▶ What this task involves:
Make an exact copy of the entries, and keep any pictures out of it.

▶ Supplied records:
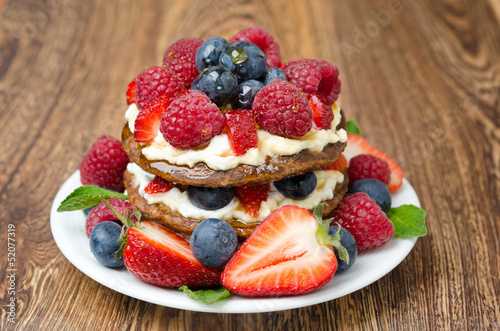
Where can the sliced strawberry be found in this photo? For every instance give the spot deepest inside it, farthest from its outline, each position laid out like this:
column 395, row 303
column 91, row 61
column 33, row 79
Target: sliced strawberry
column 283, row 256
column 148, row 121
column 158, row 256
column 131, row 92
column 338, row 165
column 322, row 113
column 357, row 145
column 252, row 196
column 240, row 125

▶ Full output:
Where can the sliced strawberry be found in this photo? For every instance give the spot deepest inside it, farthest from its outline, each position laid out like this:
column 395, row 303
column 91, row 61
column 33, row 79
Target: sliced strawberry
column 283, row 256
column 148, row 121
column 158, row 256
column 131, row 92
column 338, row 165
column 322, row 113
column 357, row 145
column 252, row 196
column 240, row 125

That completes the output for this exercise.